* [TASK]:
Reproduce word for word the passage of the stock market text that begins with the words containing "The Federal Reserve cut" and ends with "expects more volatility.".

The stock market isn't focusing on what the Federal Reserve is doing right now, but it probably will when the coronavirus is contained.
The Federal Reserve cut its benchmark short-term lending rate to a range with a bottom of 0% this weekend. Stocks, after having watched the Fed throw trillions of dollars of liquidity into the banking system this year, shrugged. All three major U.S. indexes fell as much as more than 10% Monday, causing more stoppages of trading, an ultimate confirmation of panic selling.
The S&P 500 is still 25% below its all-time high and Wall Street expects more volatility.
That's because added liquidity -- though monetary or fiscal policy -- can't get consumers out of the house or businesses to open if the fear is about getting sick.
The equity risk premium of more than 6% shows investors are pricing in an almost sure recession. That risk premium that investors demand in stocks over safe treasuries is far higher than its historical average of around 3%.
But when the virus is indeed contained, risk assets "could snap back fairly quickly," said Marc Pfeffer, chief investment officer of CLS Investments. "More than anything else right now, everyone is looking for clarity. Once we get that, do believe that the market will rebound and risk assets will take off."

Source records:
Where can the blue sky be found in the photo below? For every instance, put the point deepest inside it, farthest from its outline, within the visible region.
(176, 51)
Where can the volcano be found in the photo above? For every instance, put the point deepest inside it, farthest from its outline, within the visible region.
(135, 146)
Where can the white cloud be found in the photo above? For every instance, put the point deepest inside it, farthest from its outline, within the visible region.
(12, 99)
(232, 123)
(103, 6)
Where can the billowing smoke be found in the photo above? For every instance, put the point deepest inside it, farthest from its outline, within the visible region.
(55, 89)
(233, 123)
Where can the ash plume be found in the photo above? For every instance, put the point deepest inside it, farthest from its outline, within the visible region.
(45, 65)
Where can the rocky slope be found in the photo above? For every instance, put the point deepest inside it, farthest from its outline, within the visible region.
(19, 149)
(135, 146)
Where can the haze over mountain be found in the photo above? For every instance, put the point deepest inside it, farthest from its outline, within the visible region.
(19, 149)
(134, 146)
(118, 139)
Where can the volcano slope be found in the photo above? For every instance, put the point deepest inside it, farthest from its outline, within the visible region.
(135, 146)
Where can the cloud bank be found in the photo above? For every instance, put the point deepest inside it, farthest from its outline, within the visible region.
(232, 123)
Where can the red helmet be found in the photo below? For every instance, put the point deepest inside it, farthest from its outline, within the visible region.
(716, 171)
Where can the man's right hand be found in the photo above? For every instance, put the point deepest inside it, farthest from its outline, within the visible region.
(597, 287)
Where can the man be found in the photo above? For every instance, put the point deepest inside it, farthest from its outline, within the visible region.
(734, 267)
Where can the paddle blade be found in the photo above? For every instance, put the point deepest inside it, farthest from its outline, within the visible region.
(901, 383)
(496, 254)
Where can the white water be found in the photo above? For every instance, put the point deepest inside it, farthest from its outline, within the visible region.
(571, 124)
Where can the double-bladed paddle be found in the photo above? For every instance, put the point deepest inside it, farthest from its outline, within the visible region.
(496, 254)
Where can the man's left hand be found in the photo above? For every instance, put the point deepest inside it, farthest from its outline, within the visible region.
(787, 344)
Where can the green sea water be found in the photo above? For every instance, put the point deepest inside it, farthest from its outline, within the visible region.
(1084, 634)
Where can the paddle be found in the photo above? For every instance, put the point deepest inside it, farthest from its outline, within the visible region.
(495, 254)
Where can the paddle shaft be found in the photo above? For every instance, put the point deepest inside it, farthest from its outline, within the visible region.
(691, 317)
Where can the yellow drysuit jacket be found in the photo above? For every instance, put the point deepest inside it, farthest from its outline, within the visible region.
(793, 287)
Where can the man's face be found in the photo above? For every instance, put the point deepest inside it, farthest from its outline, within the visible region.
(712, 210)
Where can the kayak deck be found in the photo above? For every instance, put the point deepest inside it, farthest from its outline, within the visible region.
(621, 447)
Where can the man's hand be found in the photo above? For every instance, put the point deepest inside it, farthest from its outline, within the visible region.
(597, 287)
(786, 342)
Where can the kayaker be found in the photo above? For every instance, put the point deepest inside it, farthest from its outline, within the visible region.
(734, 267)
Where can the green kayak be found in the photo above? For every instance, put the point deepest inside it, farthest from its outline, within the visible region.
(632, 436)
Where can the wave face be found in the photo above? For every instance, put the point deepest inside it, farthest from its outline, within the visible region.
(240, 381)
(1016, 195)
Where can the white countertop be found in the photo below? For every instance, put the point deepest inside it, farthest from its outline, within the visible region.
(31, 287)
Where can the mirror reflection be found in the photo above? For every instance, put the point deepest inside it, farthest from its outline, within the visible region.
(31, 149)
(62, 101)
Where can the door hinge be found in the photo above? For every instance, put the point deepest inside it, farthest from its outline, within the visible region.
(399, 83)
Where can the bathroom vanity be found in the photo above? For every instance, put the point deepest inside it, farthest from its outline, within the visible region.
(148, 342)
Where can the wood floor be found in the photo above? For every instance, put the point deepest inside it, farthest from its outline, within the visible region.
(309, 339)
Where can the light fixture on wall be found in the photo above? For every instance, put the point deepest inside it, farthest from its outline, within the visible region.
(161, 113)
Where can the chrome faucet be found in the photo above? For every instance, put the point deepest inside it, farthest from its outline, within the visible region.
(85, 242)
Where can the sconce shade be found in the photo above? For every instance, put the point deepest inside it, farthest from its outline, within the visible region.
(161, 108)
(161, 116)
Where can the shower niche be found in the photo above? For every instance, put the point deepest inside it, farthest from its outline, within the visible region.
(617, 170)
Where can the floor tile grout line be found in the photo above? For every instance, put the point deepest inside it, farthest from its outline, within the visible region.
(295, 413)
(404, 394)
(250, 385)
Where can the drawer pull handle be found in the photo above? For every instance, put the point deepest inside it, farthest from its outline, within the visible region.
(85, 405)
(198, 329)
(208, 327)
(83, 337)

* [REPLY]:
The Federal Reserve cut its benchmark short-term lending rate to a range with a bottom of 0% this weekend. Stocks, after having watched the Fed throw trillions of dollars of liquidity into the banking system this year, shrugged. All three major U.S. indexes fell as much as more than 10% Monday, causing more stoppages of trading, an ultimate confirmation of panic selling.
The S&P 500 is still 25% below its all-time high and Wall Street expects more volatility.